• Data:
★ ★ ★ ★ ★

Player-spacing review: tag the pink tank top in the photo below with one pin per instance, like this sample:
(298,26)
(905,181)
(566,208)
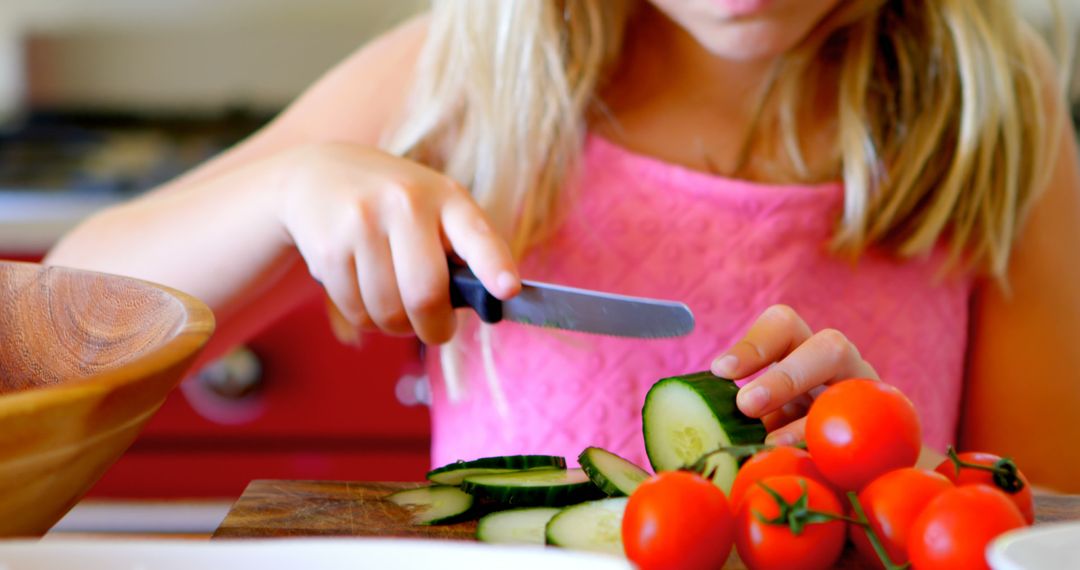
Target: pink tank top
(727,248)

★ ★ ★ ★ ★

Produce a verbatim transcription of every line in the listing, images omitted.

Player-spacing review: tag the pink tank top in the photo below with one pin per instance, like this sample:
(298,26)
(905,181)
(566,208)
Target: pink tank top
(727,248)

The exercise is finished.